# [INSTRUCTIONS TO FOLLOW]
Starting at the line that contains "label=dirt ground" and ending at the last line of the data, write out every line again, adding 21 to each bounding-box coordinate and leaving all other text unchanged.

# [INFORMATION SUPPLIED]
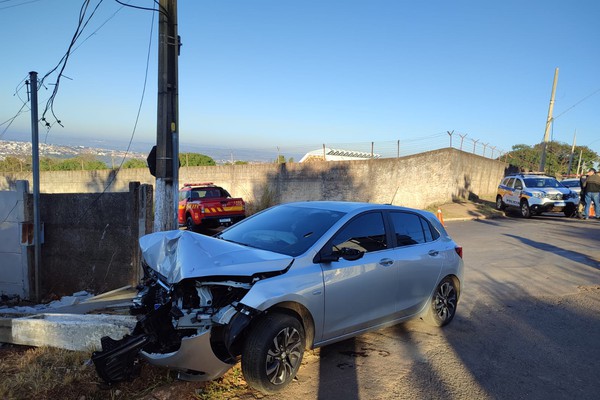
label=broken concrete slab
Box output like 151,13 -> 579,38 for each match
0,285 -> 137,318
0,314 -> 136,351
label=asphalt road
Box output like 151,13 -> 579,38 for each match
262,217 -> 600,400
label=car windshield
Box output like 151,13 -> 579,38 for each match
561,180 -> 579,187
524,178 -> 562,188
216,205 -> 345,257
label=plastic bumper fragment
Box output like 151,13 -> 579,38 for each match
92,335 -> 150,384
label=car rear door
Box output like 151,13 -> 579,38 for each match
321,211 -> 398,341
389,211 -> 448,317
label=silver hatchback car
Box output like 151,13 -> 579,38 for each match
92,202 -> 463,393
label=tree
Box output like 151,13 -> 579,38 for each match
179,153 -> 217,167
506,142 -> 600,175
0,156 -> 31,172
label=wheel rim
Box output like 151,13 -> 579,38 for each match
266,327 -> 302,385
433,282 -> 457,321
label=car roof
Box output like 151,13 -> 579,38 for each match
505,174 -> 556,179
282,201 -> 423,213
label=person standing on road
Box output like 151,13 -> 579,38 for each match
583,168 -> 600,219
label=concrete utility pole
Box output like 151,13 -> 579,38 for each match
567,130 -> 577,176
154,0 -> 180,232
29,71 -> 42,301
540,68 -> 558,172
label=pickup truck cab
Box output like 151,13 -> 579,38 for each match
177,182 -> 246,231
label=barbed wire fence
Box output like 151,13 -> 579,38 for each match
237,132 -> 506,162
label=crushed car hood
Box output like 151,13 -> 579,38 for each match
139,230 -> 294,284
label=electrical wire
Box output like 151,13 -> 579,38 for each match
39,0 -> 104,128
552,88 -> 600,120
115,0 -> 169,18
77,1 -> 155,223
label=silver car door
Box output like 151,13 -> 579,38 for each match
389,212 -> 446,317
321,212 -> 398,340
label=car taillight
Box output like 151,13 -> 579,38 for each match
454,246 -> 462,258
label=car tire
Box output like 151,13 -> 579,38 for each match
521,200 -> 531,218
563,205 -> 577,218
185,215 -> 196,232
242,313 -> 305,394
496,196 -> 506,211
423,276 -> 458,327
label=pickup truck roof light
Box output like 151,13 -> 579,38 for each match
183,182 -> 214,187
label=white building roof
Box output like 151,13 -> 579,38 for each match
300,147 -> 381,162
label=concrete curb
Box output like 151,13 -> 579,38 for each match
0,314 -> 136,351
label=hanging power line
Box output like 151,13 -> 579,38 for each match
79,2 -> 154,221
552,88 -> 600,120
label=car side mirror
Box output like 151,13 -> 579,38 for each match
338,247 -> 365,261
314,247 -> 365,263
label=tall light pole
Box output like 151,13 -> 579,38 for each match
154,0 -> 180,232
540,68 -> 558,172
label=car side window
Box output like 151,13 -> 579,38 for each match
390,212 -> 426,246
515,179 -> 523,190
331,212 -> 388,253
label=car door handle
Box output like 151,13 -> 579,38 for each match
379,258 -> 394,267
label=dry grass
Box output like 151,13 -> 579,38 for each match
0,345 -> 262,400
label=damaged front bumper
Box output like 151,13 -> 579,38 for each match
92,231 -> 293,384
92,331 -> 233,384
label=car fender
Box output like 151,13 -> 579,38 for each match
240,264 -> 325,337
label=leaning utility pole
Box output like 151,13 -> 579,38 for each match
154,0 -> 179,232
540,68 -> 558,172
567,130 -> 577,176
29,71 -> 42,301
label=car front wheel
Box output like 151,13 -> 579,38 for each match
496,196 -> 506,210
185,215 -> 196,232
521,200 -> 531,218
424,276 -> 458,326
242,313 -> 305,394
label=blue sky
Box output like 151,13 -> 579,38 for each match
0,0 -> 600,159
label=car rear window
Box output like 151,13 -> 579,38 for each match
390,212 -> 440,246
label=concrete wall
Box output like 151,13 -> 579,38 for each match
40,182 -> 152,298
0,148 -> 507,208
0,181 -> 30,298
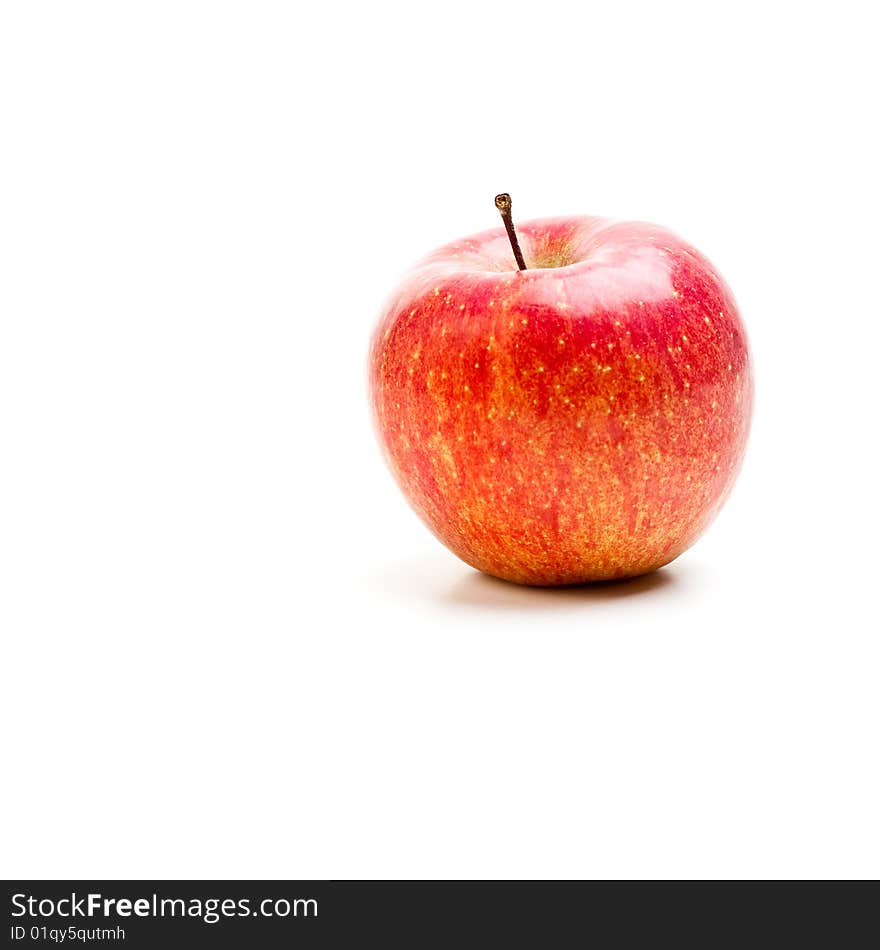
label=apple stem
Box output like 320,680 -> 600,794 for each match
495,192 -> 526,270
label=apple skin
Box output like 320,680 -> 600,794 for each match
369,217 -> 753,585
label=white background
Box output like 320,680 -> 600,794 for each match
0,0 -> 880,878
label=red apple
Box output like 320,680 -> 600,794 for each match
369,196 -> 752,585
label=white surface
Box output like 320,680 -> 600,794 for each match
0,2 -> 880,878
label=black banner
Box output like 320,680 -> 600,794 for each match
4,881 -> 878,950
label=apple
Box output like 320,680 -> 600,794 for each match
369,195 -> 753,585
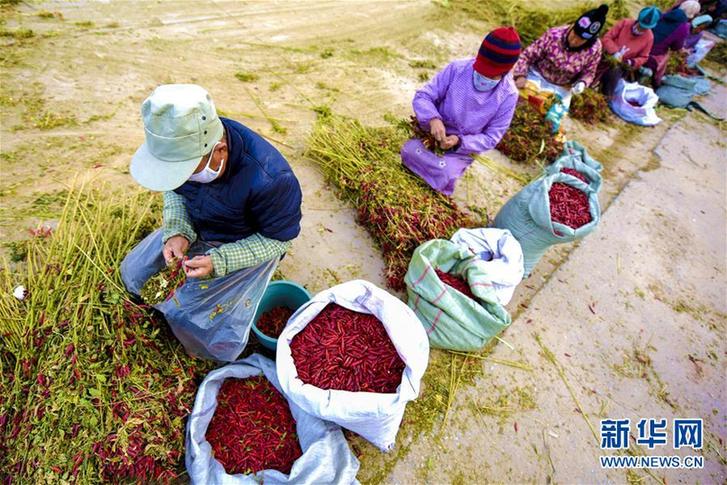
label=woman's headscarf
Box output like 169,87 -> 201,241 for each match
652,7 -> 689,44
679,0 -> 702,19
563,4 -> 608,52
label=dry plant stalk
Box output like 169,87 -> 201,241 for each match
0,187 -> 211,483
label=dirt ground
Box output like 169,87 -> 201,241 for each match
0,0 -> 727,483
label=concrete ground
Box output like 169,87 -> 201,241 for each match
0,0 -> 727,484
387,99 -> 727,483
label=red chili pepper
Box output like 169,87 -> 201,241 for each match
548,182 -> 592,229
290,304 -> 406,393
435,270 -> 475,300
205,376 -> 303,474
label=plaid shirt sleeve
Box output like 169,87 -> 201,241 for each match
207,233 -> 291,276
162,191 -> 197,243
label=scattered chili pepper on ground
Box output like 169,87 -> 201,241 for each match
548,182 -> 592,229
255,306 -> 295,338
435,269 -> 475,300
0,188 -> 215,484
290,303 -> 406,393
205,376 -> 303,475
141,258 -> 187,305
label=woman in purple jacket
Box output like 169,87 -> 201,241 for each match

# [RESPONSE]
label=dirt ground
Box output like 169,87 -> 201,241 for each match
21,21 -> 748,504
label=concrete ground
Box output like 169,87 -> 201,241 for each match
21,21 -> 748,505
408,120 -> 748,504
label=red chili pepper
Box output like 169,87 -> 201,241 for each match
569,203 -> 613,250
311,325 -> 427,414
456,291 -> 496,321
226,397 -> 324,495
label=plaid shirt sleeve
Box output like 169,87 -> 201,241 for each match
228,254 -> 312,297
183,212 -> 218,264
label=scattered chili pepper on ground
Box output like 169,87 -> 201,241 for each match
569,203 -> 613,250
276,327 -> 316,359
456,290 -> 496,321
21,209 -> 236,505
311,324 -> 427,414
226,397 -> 324,496
162,279 -> 208,326
label=woman in purple jacket
Box output like 169,87 -> 201,241 for each match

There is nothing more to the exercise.